Copy the records below from the line containing "Inspection task — the cyclist in red" through the end of the records, with the requests included. Multiply every box coordinate in the answers by 1.95 and round to whole numbers, rounding halves up, but leave the numbers in the requests and their format samples unchanged.
──────── Exercise input ────────
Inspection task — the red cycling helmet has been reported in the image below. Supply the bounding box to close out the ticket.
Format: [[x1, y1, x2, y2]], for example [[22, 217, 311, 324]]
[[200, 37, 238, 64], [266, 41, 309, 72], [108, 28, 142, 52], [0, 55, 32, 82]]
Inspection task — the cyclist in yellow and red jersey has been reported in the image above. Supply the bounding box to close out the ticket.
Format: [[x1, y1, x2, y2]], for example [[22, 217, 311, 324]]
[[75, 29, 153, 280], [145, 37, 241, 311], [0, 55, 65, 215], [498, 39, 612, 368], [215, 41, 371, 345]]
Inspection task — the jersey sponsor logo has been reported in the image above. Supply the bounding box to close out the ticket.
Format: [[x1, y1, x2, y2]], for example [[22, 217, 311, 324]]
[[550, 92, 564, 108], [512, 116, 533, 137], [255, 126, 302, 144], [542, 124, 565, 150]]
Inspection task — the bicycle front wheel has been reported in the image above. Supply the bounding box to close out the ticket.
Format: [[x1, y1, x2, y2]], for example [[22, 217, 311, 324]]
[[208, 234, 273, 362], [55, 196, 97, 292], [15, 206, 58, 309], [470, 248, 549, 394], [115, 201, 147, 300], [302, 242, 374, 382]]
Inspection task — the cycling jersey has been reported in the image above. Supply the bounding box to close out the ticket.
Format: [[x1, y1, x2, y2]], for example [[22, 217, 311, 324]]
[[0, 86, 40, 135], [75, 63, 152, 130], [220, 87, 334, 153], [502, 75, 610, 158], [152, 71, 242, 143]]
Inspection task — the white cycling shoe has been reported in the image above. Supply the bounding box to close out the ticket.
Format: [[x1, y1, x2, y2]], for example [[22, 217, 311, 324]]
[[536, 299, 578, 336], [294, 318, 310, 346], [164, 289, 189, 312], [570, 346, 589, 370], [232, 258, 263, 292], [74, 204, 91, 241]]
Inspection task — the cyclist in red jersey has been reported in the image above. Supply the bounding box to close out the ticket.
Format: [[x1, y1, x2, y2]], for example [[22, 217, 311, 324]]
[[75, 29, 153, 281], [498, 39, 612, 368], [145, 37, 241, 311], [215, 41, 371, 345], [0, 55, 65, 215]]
────────
Solution to this problem:
Inspection task — the cyclist in red jersey has been reported in the image above. Supply the bounding box to close out the ticket.
Format: [[x1, y1, x2, y2]], for example [[22, 217, 311, 324]]
[[146, 57, 298, 548], [971, 76, 1193, 718], [283, 72, 470, 606], [419, 80, 723, 673], [0, 107, 127, 419]]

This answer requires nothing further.